ALOT of our old basements here have only 2 ways out...up through the kitchen or in a bag...Bad stuff....Had 2 fires last year that I am amazed the people made it out of the basements alive.


----------



## mtlogcabin (Mar 24, 2015)

Sifu said:
			
		

> Mtlogcabin, where are you getting that exception?  The only exception I know of similar to the one you mentioned is only for the housing of mechanical equipment (2009 IRC 310.1).


It is not an exception in the IRC. It is permitted in the IBC

A door that leads directly to the outside of a basement meets the definition/size requirements of an EERO.

Fire is not the only way to die in a basement

Kate Fleming, 41, was in her basement sound room tending to her digital recording equipment when a four-foot wall of water rushed down Dewey Place East. The water slammed her small house in Seattle's Harrison neighborhood so hard that it smashed the north foundation and filled the basement, trapping Fleming inside.

Fleming's partner, dental assistant and interior designer Charlene Strong, rushed out of the house screaming for help, neighbors said.

"She ran out screaming, 'my partner is stuck in the basement, my partner is drowning,'" saidDavid Tilford, 28, an exercise specialist who works at Valley Medial Center who lives a few houses away and rushed to help when he heard Strong's calls for help.

Tilford couldn't reach the drowning woman.

​"The basement was 100 percent full of water," he said.

Other neighbors called 9-1-1 frantically. The Seattle Fire Department arrived with scuba diving gear, but it was too late, Tilford said.

Fleming, a voice-over actress, died of apparent drowning, a tragedy that has struck her neighbors hard. Four of her friends gathered outside her small green bungalow home about 10:30 this morning.

"She was a wonderful, goodhearted soul," said Sarah Trethewey, a longtime resident of the neighborhood who is building a new house next door and had come to the scene to check her property when the tragedy struck.

The neighborhood is near an area that has had flooding problems in the past. However, a poorly constructed storm drainage system has since been upgraded, and neighbors said the street had not been flooded in years, Trethewey and others said.

A huge pile of mud and debris and a dislodged power pole have completely clogged the roadway up the hill and around the corner from Fleming's house on Dewey Place East.

Ingrid Wiengren Link, 35, another neighbor and friend of Fleming, said she was caring for her two children after her husband David Link had left for the Seahawks game when water started to rise on Dewey Place.

She was just thinking of going out to clear leaves from the drain outside her house when the water rose rapidly, quickly topping the steps that lead to her house and filling the roadway completely. The street remains clogged with mud. The power went out, then a wall of water surged past her house and into Fleming's home. Soon, Weingren Link heard Strong's screams. She scrambled to find her cell phone to call for help.

» Problems to solve
1. Answer these questions using the thread about basement exits:
(a) According to mtlogcabin, which code permits what is not an exception in the IRC?
(b) How high was the wall of water that rushed down Dewey Place East?
(c) What gear did the Seattle Fire Department bring when it arrived?
2. Reproduce word for word the part of the thread about basement exits that starts at the words "Fire is not" and ends after the words "help, neighbors said.".

» Data provided
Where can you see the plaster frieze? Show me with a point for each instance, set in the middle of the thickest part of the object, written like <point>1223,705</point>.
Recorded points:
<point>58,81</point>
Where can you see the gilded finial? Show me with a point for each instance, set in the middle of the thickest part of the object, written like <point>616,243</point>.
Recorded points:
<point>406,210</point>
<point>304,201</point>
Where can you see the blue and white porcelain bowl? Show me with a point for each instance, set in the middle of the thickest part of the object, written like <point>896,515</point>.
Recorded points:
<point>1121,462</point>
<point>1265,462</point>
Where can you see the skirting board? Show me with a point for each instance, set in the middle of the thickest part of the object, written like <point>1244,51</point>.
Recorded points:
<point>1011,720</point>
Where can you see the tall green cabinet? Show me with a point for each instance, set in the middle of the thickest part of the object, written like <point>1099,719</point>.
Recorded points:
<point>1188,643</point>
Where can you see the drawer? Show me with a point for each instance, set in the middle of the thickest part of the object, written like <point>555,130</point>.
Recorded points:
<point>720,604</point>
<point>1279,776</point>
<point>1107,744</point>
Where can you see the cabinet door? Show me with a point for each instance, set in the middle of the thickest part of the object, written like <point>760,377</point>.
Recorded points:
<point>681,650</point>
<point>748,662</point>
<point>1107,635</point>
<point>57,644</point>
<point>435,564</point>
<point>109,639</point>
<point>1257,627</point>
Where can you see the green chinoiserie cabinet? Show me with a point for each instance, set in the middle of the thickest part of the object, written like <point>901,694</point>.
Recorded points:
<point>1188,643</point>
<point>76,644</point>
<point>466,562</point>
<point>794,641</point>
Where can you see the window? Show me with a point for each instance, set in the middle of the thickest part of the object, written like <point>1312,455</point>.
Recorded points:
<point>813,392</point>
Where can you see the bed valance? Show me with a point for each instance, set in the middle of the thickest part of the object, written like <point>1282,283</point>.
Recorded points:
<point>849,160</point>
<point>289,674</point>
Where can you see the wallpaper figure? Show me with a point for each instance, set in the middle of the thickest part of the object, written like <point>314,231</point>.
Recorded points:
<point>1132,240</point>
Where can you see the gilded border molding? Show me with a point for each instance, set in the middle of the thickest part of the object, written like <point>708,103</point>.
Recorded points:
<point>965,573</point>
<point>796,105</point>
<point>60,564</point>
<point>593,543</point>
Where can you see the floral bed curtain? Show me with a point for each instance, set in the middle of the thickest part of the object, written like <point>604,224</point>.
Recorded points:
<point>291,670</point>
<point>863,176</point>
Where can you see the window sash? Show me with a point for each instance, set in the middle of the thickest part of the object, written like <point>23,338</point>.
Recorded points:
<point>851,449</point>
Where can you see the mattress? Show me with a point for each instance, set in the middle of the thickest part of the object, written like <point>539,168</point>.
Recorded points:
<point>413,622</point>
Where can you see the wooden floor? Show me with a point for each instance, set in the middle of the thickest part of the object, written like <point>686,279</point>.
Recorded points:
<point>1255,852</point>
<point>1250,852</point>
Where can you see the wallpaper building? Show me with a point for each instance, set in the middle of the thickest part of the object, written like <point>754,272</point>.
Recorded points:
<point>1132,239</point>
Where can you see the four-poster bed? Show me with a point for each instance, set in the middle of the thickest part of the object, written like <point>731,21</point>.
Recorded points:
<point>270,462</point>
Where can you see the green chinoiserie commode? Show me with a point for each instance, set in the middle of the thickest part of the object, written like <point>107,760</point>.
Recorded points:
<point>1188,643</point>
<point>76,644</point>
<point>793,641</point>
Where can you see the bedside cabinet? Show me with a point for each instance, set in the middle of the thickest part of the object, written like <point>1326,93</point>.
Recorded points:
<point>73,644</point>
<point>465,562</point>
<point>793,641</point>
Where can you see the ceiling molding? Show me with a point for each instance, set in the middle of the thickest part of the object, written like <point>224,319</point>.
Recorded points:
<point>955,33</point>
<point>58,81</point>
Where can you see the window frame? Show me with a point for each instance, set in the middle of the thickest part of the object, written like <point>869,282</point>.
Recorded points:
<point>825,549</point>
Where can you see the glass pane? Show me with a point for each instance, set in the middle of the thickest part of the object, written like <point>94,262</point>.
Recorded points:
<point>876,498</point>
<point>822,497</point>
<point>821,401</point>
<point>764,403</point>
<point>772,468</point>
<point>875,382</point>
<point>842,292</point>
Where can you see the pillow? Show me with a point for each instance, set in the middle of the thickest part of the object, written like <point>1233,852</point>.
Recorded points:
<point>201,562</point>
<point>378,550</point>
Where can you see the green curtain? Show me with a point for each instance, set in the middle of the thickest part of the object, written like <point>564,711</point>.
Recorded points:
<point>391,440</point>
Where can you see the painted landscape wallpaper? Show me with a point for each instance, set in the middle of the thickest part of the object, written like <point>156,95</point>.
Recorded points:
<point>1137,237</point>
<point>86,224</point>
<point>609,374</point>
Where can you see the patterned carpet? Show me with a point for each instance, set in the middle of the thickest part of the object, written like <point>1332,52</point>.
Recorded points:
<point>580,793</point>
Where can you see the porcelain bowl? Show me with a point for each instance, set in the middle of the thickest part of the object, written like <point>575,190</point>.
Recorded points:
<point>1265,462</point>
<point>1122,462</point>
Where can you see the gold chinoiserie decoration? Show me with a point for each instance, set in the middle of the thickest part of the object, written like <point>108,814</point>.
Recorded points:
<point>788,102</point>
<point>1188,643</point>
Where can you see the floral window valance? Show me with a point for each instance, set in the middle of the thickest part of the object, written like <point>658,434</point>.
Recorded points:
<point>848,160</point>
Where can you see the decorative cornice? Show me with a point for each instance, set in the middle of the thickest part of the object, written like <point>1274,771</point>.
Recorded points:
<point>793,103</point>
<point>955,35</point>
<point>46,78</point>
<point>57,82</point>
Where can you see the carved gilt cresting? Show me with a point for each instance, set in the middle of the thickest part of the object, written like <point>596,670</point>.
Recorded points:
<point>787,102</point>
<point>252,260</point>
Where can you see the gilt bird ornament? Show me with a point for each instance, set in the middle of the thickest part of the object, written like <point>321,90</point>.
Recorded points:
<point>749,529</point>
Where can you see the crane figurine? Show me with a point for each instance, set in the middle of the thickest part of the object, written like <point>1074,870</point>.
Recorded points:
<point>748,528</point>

» Response list
1.
(a) The IBC.
(b) Four feet.
(c) Scuba diving gear.

2.
Fire is not the only way to die in a basement

Kate Fleming, 41, was in her basement sound room tending to her digital recording equipment when a four-foot wall of water rushed down Dewey Place East. The water slammed her small house in Seattle's Harrison neighborhood so hard that it smashed the north foundation and filled the basement, trapping Fleming inside.

Fleming's partner, dental assistant and interior designer Charlene Strong, rushed out of the house screaming for help, neighbors said.